◆ YOUR GOAL
Repeat each line of the material word for word.
*** Begin section ***
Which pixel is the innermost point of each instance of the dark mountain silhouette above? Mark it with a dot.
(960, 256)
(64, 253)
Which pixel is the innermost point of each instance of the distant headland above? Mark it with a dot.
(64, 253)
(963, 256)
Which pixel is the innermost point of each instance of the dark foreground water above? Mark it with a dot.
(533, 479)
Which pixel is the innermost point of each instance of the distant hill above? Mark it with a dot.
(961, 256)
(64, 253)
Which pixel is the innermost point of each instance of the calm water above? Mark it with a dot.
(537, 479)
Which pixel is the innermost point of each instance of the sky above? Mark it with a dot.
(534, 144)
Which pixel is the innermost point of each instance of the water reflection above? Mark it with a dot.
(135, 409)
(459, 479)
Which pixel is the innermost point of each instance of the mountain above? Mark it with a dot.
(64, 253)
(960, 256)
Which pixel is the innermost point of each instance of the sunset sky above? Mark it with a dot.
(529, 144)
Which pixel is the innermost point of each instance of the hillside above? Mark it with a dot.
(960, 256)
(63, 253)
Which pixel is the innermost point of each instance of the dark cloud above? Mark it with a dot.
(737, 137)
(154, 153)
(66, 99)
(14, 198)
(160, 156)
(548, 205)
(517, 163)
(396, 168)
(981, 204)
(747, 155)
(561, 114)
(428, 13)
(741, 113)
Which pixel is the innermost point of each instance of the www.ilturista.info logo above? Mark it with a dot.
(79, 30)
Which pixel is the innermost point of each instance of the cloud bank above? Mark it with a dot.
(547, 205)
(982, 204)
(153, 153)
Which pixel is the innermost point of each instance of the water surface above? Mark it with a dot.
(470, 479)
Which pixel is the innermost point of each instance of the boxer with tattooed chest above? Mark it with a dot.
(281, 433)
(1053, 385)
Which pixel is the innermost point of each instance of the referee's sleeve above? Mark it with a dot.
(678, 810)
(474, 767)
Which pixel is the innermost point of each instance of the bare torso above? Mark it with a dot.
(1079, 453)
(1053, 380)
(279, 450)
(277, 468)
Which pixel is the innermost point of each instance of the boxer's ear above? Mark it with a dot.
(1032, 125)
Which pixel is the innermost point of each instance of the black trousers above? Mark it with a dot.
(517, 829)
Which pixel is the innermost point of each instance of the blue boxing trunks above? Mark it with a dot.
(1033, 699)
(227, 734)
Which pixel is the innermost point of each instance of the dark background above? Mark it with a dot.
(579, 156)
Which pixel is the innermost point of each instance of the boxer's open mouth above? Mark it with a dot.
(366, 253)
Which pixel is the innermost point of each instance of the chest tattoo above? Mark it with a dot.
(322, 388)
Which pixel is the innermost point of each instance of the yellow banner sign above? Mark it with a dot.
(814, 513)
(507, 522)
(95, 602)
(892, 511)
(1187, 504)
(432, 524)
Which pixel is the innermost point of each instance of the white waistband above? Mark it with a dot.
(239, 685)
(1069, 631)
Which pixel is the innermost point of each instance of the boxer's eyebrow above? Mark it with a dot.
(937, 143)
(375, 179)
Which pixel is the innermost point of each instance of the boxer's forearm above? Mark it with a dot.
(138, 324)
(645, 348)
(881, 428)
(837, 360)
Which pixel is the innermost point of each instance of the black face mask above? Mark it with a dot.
*** End section ***
◆ WORKED SOLUTION
Which pixel is the innermost point of each instance of the dark mountain silhouette above? Mark it with a dot.
(960, 256)
(64, 253)
Which pixel is the innermost point of each instance of the distant headland above? Mark it with a dot.
(64, 253)
(963, 256)
Which pixel is the innermost point of each instance of the dark foreground water above? Mark it with a dot.
(533, 479)
Which pixel is the innermost point of each instance of the distant hill above? Mark it with a dot.
(961, 256)
(64, 253)
Which pixel is the innermost point of each instance of the calm water above? Mark it with a dot.
(537, 479)
Which pixel is the innermost point of each instance of the sky above? Mark it with a dot.
(534, 144)
Which pixel is the innermost point of each instance of the water reflection above? Mark it with a dot.
(135, 409)
(459, 479)
Which pixel is the innermost point of each instance of the mountain above? Mark it with a dot.
(64, 253)
(960, 256)
Which pixel is the innermost point of each instance of the sunset sky above? Mark it with a dot.
(529, 144)
Which pixel is the innermost point of each instance of the hillside above? Mark it with a dot.
(960, 256)
(63, 253)
Which pixel is the innermost point of each instance of the dark cloud above? Mark it with a dot.
(737, 137)
(154, 153)
(66, 99)
(14, 198)
(160, 156)
(548, 205)
(517, 163)
(396, 168)
(981, 204)
(747, 155)
(561, 114)
(428, 13)
(741, 113)
Which pixel is the innermost point of each instance of the www.ilturista.info logo above? Mark it with a dot.
(79, 30)
Which pixel is the innermost point of each instance of the cloud bank above? Mark it with a dot.
(547, 205)
(982, 204)
(153, 153)
Which pixel is the innermost point of each instance of the water surface above? Mark it with a dot.
(470, 479)
Which pixel is the innermost point of each instance of the boxer with tattooed chest above? Mark it with a dot.
(281, 433)
(1053, 385)
Which pixel is the innermost point of each instance of the referee's sleeve above? Mark it with a dot.
(678, 810)
(474, 767)
Which pixel is the innermost point of each instance of the bare torso above? Mark it with a dot.
(1079, 453)
(1053, 380)
(279, 450)
(277, 468)
Which pixel is the innermost point of each instance of the boxer's ear above? Mark it with a dot.
(1032, 125)
Which pixel is the innermost point of each instance of the black trousers above? Mark it with a dot.
(517, 829)
Which pixel is the innermost point of each instance of the blue boxing trunks above? Mark it with a dot.
(1033, 699)
(227, 734)
Which pixel is the innermost point of each instance of the dark background above? Mark it with a dot.
(579, 156)
Which pixel is the innermost point of each instance of the boxer's open mouth above? Mark it with a dot.
(366, 253)
Which pixel is the innermost point of each instance of the chest tattoo above? Mark it with a dot.
(322, 388)
Which pixel is the innermost point of each instance of the yellow banner sign above? Mark it with a dot.
(814, 513)
(507, 522)
(95, 602)
(892, 511)
(1187, 504)
(432, 524)
Which pixel is the innermost point of each instance of the white waistband above? Mark it with a dot.
(239, 685)
(1069, 631)
Which pixel is the innermost point of each instance of the boxer's eyebrow above? Mark it with a dot.
(937, 143)
(375, 179)
Which pixel is the innermost point of each instance of the boxer's forearm above? Mark it with a dot.
(138, 324)
(645, 348)
(881, 428)
(837, 360)
Which pixel is the innermost point of each instance of the black face mask above? Mark it with a dot.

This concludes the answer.